A seal includes a resilient material and a metallic material electroplated to the resilient material and a method for making an extrusion resistant seal including electroplating a resilient seal material.

Description

    BACKGROUND
  • In the hydrocarbon recovery industry, seals are used ubiquitously to isolate certain tools or wellbore sections from other tools, wellbore sections, fluids, etc. Seals are also well used for holding pressure at various locations within a well system. Seals employed for the duties noted and others comprise many different types of materials depending upon the application for which they are intended to be put. In some cases metal-to-metal seals are best suited to the task. Metal seals have as one of their benefits that they are inherently nonextrudable. In many applications though, a greater resiliency is needed than metal or other harder material can provide. In such cases elastomeric seals might be selected. Elastomeric seals have exceptional resiliency and have proven themselves in the downhole environment in many forms such as, for example, O-rings. Elastomeric seal do however, suffer from a reduced ability to withstand extrusion forces. For this reason, many configurations have been devised that “back-up” the elastomeric seals in an attempt to frustrate extrusion processes. Since such back-up configurations rarely can be constructed to completely eliminate a gap between the sealed structures, extrusion remains a challenge in many applications.
    • SUMMARY
  • A seal includes a resilient material and a metallic material electroplated to the resilient material.

## GIVEN INSTRUCTION
Extend the passage on extrusion-resistant seals, picking up after its final sentence. The entries play no part in this exercise.

## RECORDS SHOWN
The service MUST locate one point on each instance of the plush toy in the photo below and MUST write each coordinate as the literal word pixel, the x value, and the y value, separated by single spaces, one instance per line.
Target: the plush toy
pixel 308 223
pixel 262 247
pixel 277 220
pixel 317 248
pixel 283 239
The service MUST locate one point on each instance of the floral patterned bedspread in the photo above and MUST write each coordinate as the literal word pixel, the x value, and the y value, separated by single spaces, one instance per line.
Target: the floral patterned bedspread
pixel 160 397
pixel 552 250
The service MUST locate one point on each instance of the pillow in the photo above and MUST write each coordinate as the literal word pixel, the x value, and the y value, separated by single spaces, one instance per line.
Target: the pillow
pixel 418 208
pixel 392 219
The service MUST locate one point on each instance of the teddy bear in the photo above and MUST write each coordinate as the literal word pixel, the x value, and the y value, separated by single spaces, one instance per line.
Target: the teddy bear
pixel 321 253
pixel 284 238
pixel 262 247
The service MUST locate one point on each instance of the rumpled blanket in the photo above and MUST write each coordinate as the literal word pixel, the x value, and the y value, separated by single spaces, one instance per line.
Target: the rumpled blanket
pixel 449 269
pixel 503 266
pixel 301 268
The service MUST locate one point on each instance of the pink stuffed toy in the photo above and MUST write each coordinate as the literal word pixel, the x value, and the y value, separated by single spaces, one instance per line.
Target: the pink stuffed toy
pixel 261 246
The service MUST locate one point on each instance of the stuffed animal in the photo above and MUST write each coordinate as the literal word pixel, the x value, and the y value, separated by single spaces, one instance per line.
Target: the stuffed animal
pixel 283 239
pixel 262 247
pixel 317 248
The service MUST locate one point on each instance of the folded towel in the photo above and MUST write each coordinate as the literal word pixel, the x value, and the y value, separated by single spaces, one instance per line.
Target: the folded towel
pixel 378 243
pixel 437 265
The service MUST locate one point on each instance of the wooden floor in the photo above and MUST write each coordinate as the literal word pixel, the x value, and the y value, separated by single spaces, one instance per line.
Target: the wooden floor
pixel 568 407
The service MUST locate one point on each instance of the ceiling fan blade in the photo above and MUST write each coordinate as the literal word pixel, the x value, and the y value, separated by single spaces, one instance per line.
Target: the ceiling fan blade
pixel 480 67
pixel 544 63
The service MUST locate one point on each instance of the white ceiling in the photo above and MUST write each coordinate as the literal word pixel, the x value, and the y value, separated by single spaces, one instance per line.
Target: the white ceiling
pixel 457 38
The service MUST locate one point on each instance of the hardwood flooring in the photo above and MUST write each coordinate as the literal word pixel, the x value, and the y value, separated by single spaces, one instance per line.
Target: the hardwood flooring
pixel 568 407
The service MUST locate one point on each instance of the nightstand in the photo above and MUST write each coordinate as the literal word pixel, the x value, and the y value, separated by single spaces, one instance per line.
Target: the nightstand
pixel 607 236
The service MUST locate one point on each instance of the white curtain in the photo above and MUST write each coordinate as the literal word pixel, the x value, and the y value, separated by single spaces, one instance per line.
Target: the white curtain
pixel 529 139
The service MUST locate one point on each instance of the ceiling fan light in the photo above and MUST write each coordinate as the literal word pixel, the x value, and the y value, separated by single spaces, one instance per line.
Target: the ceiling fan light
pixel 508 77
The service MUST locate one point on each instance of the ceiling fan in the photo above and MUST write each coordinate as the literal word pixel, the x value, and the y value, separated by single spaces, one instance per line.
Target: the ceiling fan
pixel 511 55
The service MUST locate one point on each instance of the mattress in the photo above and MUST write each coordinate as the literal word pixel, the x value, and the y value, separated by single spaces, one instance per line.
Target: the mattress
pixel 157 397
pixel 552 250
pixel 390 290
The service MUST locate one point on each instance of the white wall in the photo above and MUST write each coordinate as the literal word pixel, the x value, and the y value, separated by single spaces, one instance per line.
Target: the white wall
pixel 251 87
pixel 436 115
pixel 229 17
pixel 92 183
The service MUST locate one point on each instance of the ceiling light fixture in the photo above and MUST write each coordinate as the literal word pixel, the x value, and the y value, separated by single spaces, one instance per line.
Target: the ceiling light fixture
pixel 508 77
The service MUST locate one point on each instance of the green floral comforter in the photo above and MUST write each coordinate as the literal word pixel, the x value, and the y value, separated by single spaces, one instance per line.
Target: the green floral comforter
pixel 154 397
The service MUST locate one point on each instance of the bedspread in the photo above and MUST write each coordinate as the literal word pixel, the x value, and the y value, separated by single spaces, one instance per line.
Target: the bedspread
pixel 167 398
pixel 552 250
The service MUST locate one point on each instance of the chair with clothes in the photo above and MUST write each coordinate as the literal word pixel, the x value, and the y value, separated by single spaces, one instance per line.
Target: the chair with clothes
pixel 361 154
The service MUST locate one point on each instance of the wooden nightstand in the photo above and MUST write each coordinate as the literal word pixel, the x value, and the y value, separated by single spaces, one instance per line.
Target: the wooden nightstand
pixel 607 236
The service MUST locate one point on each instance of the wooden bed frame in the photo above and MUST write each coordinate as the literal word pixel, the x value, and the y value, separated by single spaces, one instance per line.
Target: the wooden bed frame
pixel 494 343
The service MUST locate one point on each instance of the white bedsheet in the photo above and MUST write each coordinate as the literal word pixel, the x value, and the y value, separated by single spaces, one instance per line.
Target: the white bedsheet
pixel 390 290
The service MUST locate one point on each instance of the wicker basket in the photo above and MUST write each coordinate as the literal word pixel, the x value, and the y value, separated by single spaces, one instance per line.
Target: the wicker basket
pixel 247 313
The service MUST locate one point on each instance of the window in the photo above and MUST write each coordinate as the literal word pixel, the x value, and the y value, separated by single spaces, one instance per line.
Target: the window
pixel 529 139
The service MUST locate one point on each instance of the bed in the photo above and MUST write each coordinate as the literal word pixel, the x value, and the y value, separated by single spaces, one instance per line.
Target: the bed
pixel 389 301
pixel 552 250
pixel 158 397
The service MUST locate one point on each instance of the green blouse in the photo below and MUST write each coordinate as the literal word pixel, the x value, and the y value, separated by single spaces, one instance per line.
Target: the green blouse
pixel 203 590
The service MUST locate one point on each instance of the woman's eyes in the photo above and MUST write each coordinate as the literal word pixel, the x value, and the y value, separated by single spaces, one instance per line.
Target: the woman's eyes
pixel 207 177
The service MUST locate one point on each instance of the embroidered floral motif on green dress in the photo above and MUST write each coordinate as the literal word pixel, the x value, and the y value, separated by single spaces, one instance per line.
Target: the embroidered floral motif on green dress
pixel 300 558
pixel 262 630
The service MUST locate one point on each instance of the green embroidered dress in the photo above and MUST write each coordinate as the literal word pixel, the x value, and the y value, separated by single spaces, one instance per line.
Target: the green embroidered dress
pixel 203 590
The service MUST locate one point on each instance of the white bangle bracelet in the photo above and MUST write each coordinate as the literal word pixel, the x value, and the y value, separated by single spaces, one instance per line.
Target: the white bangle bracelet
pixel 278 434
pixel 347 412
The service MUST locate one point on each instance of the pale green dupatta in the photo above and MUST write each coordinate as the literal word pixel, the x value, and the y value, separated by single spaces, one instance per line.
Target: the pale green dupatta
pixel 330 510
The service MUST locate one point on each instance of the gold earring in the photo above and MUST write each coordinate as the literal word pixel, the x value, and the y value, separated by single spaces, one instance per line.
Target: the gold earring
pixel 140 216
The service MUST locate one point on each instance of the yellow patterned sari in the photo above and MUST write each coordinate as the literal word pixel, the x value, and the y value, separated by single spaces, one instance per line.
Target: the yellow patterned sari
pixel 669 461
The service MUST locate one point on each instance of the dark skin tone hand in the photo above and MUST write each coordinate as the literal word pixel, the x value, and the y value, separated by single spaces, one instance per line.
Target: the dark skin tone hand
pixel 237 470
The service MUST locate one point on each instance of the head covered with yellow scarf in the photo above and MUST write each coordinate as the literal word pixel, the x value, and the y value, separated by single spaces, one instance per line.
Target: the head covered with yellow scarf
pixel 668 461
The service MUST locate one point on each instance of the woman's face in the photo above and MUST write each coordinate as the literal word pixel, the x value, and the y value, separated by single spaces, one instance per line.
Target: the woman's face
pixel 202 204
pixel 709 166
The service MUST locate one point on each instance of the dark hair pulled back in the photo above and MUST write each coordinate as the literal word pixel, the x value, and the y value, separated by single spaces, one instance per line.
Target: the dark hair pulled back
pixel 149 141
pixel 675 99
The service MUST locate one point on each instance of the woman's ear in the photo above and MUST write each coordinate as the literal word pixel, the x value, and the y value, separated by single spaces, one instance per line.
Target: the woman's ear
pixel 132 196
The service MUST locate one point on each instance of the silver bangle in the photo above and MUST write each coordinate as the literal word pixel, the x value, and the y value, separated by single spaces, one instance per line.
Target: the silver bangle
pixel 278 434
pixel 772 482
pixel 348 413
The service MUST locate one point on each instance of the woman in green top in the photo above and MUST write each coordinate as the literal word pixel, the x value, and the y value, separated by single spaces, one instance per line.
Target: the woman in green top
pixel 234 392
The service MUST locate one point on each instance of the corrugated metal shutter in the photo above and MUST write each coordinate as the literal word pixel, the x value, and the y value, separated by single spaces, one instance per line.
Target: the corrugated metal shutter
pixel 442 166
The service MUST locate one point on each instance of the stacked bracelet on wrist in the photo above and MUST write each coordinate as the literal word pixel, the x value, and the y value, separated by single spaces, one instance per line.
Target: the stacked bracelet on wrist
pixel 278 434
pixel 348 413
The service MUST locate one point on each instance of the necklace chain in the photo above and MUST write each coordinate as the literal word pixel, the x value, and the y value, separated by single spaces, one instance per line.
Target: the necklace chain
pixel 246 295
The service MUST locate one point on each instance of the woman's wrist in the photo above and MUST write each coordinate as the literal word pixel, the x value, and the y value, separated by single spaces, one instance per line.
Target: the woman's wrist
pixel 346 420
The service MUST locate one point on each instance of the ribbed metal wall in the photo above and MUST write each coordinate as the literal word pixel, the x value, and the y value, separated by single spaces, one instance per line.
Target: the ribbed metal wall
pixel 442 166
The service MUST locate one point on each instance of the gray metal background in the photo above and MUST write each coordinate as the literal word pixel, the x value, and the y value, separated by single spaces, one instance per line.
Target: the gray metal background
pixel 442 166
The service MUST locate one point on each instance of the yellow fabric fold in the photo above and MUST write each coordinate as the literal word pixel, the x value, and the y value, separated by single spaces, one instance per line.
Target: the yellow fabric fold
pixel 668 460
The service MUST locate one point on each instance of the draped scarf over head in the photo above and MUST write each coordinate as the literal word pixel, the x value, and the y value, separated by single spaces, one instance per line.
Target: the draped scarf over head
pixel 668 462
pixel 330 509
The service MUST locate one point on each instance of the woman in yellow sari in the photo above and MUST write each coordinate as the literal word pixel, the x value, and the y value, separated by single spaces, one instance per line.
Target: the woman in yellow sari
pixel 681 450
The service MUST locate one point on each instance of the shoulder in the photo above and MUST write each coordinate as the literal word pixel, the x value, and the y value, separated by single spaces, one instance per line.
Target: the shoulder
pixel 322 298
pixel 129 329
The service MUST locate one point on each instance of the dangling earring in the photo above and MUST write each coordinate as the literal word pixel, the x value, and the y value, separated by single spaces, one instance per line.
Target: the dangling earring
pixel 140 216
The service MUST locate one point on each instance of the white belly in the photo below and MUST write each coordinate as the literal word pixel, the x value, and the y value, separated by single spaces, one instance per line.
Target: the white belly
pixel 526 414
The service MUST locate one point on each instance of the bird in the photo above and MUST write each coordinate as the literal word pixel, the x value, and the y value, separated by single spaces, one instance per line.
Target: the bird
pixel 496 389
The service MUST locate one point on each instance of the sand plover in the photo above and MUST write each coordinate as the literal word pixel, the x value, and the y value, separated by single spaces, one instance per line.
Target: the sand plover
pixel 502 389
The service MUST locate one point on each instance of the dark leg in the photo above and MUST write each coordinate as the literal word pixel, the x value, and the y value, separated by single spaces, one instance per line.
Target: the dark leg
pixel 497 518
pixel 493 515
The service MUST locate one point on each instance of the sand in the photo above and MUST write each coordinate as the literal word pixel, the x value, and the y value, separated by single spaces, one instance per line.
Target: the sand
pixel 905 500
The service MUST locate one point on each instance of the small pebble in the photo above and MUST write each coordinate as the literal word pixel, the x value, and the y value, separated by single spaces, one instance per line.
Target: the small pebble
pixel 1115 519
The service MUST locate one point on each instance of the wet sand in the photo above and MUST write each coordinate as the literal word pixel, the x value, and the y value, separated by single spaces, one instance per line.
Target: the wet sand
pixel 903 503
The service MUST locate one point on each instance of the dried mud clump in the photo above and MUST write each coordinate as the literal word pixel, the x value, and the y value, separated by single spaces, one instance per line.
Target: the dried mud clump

## SOLVED EXERCISE
  • A method for making an extrusion resistant seal including electroplating a resilient seal material.
    • BRIEF DESCRIPTION OF THE DRAWINGS
  • Referring now to the drawings wherein like elements are numbered alike in the several Figures:
  • FIG. 1 is a perspective half section view of an O-ring in accordance with this disclosure.
    •  DETAILED DESCRIPTION
  • Referring to FIG. 1, a seal 10 is illustrated as one embodiment of a metal coated elastomeric seal, such as nitrile rubber (NBR) and hydrogenated nitrile rubbers (HNBR), Fluorinated elastomers (FKM), Perfluoro elastomers (FFKM), Ethylene Propylene Diene Monomer rubbers (EPDM), etc. (or other soft material that would be subject to extrusion during use) according to the teaching herein. It is to be appreciated that a resilient material (e.g. elastomeric) O-ring is primarily addressed herein for simplicity in discussion rather than any limitation. The process and resulting product is rather directed to a generic level of soft extrudable material coated with a metal coating to enhance extrusion resistance and configured to function as a seal.
  • Still referring to FIG. 1, seal 10 comprises a resilient material 12, which may be elastomeric (or other extrudable material as noted). Further, the resilient material 12 is coated in a metal material 14 that is directly adhered to a surface 16 of the material 12. In one embodiment the coating is electroplated on the material 12. In order for an electroplating process to be utilized, the base material upon which the metal is to be plated must be conductive ab initio or rendered conductive. Rendering the material 12 conductive in one embodiment occurs just prior to application of a plating process.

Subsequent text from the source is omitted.